## EXERCISE TEXT
>>>

The ratable value calculated is somewhat meaningless, except that it establishes the base assumption that is used as the BI value in all other scenarios, such as unincurred cost categories. The ratable value is seldom a reflection of your exposures. Better ways to assess your exposures are to examine your maximum foreseeable loss (MFL) and probable maximum loss (PML) scenarios.

What Is Maximum Foreseeable Loss?

The MFL, as the name indicates, is the worst-case scenario. This is not as extreme as the ratable value scenario, but pretty close. The assumptions used here include a complete breakdown of protection and loss mitigating factors while you are hit where it hurts at the worst possible time. An example would be the loss of a unique distribution center to a retailer during the holiday shopping season — say the distribution center that handles online orders goes up in smoke on Cyber Monday.

The factors used to measure the ratable value would be used in this scenario to determine the business interruption value. Certain assumptions may change depending on the duration of the loss scenario. For example, labor expense may be considered completely saved in the ratable value scenario because of the assumption that there is nothing left, but only partly saved in an MFL scenario.

What About the Probable Maximum Loss?

The PML is the same as the MFL, except that loss mitigation efforts and protections work properly. The PML also takes into account pure extra expenses used to retain customers. The PML can help with decision making on purchasing extra expense coverage.

What Happens in Underwriting?

<<<

## ACTIVITY LIST
**1.** In the passage on loss scenarios, rewrite the paragraph that begins "The MFL, as the name indicates" as a short list that keeps its main facts.
**2.** According to the passage on loss scenarios, what decision can the PML help with?
**3.** From the passage on loss scenarios, pull out the words starting with "What About the" and going on through "extra expense coverage.".

[Point-per-instance localization data]
>>>

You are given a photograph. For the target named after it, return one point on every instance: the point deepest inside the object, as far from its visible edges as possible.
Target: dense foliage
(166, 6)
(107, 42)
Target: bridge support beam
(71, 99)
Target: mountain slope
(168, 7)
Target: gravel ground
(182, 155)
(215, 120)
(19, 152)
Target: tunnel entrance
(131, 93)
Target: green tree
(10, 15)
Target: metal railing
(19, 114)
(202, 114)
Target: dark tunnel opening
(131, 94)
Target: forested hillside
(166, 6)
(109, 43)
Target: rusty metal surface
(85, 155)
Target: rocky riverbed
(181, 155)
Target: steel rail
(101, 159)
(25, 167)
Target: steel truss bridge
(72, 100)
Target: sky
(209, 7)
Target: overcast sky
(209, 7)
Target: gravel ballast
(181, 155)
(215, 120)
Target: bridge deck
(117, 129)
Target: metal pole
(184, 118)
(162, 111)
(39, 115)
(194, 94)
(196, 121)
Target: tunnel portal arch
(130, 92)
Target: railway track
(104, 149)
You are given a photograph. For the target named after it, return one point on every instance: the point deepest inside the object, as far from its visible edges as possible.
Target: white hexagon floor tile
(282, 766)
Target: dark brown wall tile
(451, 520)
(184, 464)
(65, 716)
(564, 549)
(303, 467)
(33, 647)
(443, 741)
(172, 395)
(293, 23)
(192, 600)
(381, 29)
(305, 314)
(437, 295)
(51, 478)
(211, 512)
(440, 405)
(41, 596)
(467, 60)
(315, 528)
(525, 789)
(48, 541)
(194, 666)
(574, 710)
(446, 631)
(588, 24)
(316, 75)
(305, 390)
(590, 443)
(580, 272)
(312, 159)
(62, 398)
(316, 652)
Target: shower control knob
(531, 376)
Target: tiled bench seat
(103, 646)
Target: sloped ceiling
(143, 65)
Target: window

<<<

## WRITTEN ANSWERS
**1.**
- The MFL is the worst-case scenario. It is not quite as extreme as the ratable value scenario, but close.
- It assumes protection and loss-mitigating factors break down completely.
- It assumes the loss strikes where it hurts most, at the worst possible time.
- Example: a retailer loses its unique distribution center for online orders to fire on Cyber Monday, during the holiday shopping season.

**2.** It can help with decisions on purchasing extra expense coverage.

**3.**
What About the Probable Maximum Loss?

The PML is the same as the MFL, except that loss mitigation efforts and protections work properly. The PML also takes into account pure extra expenses used to retain customers. The PML can help with decision making on purchasing extra expense coverage.